TASK –
Please restate the entries below word for word, leaving out any pictures.

Start of EXTRACTED MATERIAL

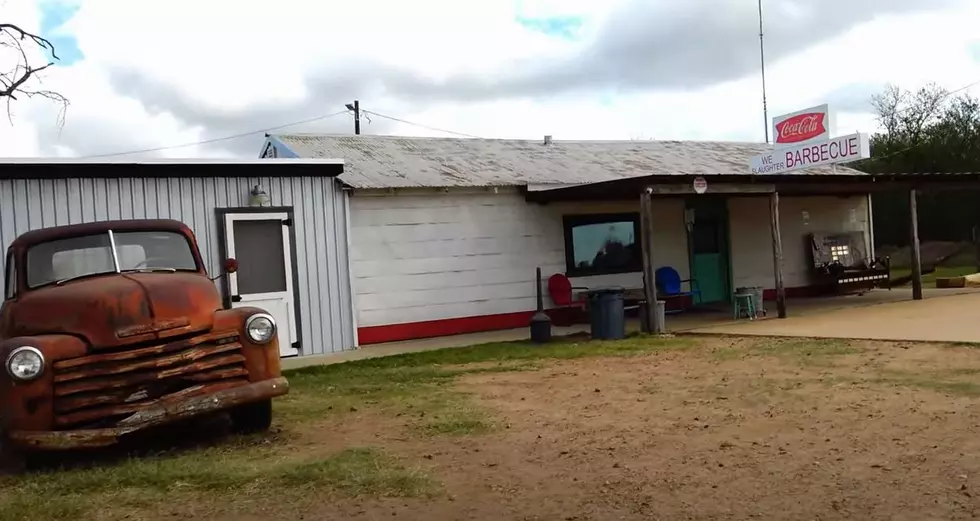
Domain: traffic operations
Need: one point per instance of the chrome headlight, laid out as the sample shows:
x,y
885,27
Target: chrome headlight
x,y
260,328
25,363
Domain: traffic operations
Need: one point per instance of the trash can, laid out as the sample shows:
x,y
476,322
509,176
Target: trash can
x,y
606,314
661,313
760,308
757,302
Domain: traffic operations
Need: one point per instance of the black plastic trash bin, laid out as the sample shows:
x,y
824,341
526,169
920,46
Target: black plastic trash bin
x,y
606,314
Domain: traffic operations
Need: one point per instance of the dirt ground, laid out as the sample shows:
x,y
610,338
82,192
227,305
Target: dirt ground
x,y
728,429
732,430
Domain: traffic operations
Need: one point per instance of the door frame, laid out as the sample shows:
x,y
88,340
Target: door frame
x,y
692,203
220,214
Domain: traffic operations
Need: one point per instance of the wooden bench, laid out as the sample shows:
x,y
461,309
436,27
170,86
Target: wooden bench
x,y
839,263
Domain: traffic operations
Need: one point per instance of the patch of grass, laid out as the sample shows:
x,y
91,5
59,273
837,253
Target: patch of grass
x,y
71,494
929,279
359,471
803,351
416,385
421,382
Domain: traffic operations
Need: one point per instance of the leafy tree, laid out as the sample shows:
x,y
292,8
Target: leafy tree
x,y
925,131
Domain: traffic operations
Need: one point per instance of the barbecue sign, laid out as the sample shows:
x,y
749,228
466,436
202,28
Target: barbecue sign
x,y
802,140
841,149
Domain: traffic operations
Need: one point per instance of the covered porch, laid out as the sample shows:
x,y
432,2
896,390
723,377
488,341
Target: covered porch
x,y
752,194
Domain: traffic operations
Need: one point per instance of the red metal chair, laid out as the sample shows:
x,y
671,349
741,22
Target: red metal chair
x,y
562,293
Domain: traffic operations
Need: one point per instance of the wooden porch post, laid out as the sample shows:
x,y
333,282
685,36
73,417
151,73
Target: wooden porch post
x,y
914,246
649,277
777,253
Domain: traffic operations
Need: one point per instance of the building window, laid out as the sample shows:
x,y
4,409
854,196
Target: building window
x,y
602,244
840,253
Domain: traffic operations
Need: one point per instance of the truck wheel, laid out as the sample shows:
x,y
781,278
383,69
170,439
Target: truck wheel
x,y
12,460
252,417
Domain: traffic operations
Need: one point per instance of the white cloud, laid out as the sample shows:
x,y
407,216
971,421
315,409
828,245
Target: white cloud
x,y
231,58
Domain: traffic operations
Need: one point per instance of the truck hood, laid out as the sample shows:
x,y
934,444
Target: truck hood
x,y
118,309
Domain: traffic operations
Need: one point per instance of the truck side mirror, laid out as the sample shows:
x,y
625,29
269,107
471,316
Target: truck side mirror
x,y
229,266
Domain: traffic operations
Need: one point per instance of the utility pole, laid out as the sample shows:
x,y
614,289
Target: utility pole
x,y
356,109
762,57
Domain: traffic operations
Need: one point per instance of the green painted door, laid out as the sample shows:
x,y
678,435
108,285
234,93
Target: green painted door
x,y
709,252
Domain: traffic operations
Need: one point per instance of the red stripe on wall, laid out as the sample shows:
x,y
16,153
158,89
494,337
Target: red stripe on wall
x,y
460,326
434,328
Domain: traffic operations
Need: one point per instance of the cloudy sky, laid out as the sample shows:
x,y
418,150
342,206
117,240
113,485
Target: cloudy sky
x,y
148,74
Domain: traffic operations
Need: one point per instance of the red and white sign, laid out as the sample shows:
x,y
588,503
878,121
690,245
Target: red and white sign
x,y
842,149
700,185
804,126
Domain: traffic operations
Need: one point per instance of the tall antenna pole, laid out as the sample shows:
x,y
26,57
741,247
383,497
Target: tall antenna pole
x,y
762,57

End of EXTRACTED MATERIAL

ANSWER SECTION –
Domain: traffic operations
Need: one point per instance of the chrome headlight, laid out as the sample shows:
x,y
885,27
Target: chrome headlight
x,y
260,328
25,363
Domain: traffic operations
Need: one point per instance of the trash can, laid out as the sample shows:
x,y
476,322
509,176
Target: trash can
x,y
606,314
661,313
760,308
757,302
Domain: traffic operations
Need: one point per instance of the black plastic trash bin, laid out as the sample shows:
x,y
824,341
526,169
920,46
Target: black plastic trash bin
x,y
606,314
Domain: traffic operations
Need: one point per instance of the dirt ground, laid out as the sample shows:
x,y
610,338
82,192
227,305
Target: dirt ground
x,y
728,429
732,430
Domain: traffic operations
Need: one point per instance of the door frame, laid out as the sample shows:
x,y
88,340
Target: door frame
x,y
692,203
220,214
Domain: traffic operations
Need: one point per instance of the wooden bench, laid out as the sample shows:
x,y
461,309
436,27
170,86
Target: wooden bench
x,y
839,263
Domain: traffic operations
Need: one point per instance of the patch of grass, laid out as the sample shows:
x,y
91,5
59,273
837,253
Target: patch of grass
x,y
71,494
929,279
359,471
803,351
416,385
421,382
Domain: traffic operations
Need: one point per instance of the leafy tree, laid out as the sample shows:
x,y
292,8
Target: leafy tree
x,y
925,131
Domain: traffic operations
Need: one point per instance of the barbecue sign, laid out as the sample shows:
x,y
749,228
466,436
202,28
Target: barbecue sign
x,y
802,140
841,149
Domain: traffic operations
Need: one point per instance of the covered porch, laid out as the sample shows:
x,y
432,2
896,390
723,377
488,341
Target: covered porch
x,y
752,194
Domain: traffic operations
Need: one point per instance of the red metal chair, laid out as the sample shows:
x,y
671,349
741,22
Target: red metal chair
x,y
562,293
Domain: traffic operations
Need: one point per instance of the wooden porch post, laid out as the sample shows:
x,y
333,282
685,36
73,417
151,73
Target: wooden porch post
x,y
914,246
649,277
777,253
Domain: traffic operations
Need: one point per instance of the building window, laid out as the sample shows:
x,y
4,409
854,196
Target: building window
x,y
602,244
840,253
Domain: traffic operations
Need: one point per instance of the truck wheel, laid out as the sample shows:
x,y
781,278
383,69
170,439
Target: truck wheel
x,y
12,460
252,417
Domain: traffic operations
Need: one point per instance of the white cloud, laid out as the sample shows:
x,y
407,216
971,421
315,409
828,245
Target: white cloud
x,y
231,58
Domain: traffic operations
Need: one point per instance of the truck hood, laid out as the sample shows:
x,y
934,444
Target: truck hood
x,y
118,309
Domain: traffic operations
Need: one point per instance of the truck side mirror, laid out as the sample shows:
x,y
625,29
269,107
471,316
Target: truck side mirror
x,y
229,266
Domain: traffic operations
Need: one point per instance of the utility pole, laid out as the sample shows:
x,y
614,289
Target: utility pole
x,y
356,109
762,57
Domain: traffic operations
Need: one point per instance of the green painted door, laid out as the sample shows:
x,y
678,435
108,285
234,93
Target: green painted door
x,y
709,252
Domain: traffic operations
Need: one point per instance of the red stripe on wall, laid out as the sample shows:
x,y
16,153
158,89
494,337
Target: red stripe on wall
x,y
460,326
434,328
Domain: traffic operations
Need: one point per instance of the cloudy sky, laid out as the sample shows:
x,y
418,150
342,206
117,240
113,485
Target: cloudy sky
x,y
148,74
Domain: traffic operations
Need: one point per instance of the red and white sign, laid out as the sample shows:
x,y
588,503
878,121
690,245
Target: red and white sign
x,y
842,149
700,185
804,126
Domain: traffic operations
Need: one point per instance of the tall antenna pole, laid out as the sample shows:
x,y
26,57
741,247
383,497
Target: tall antenna pole
x,y
762,57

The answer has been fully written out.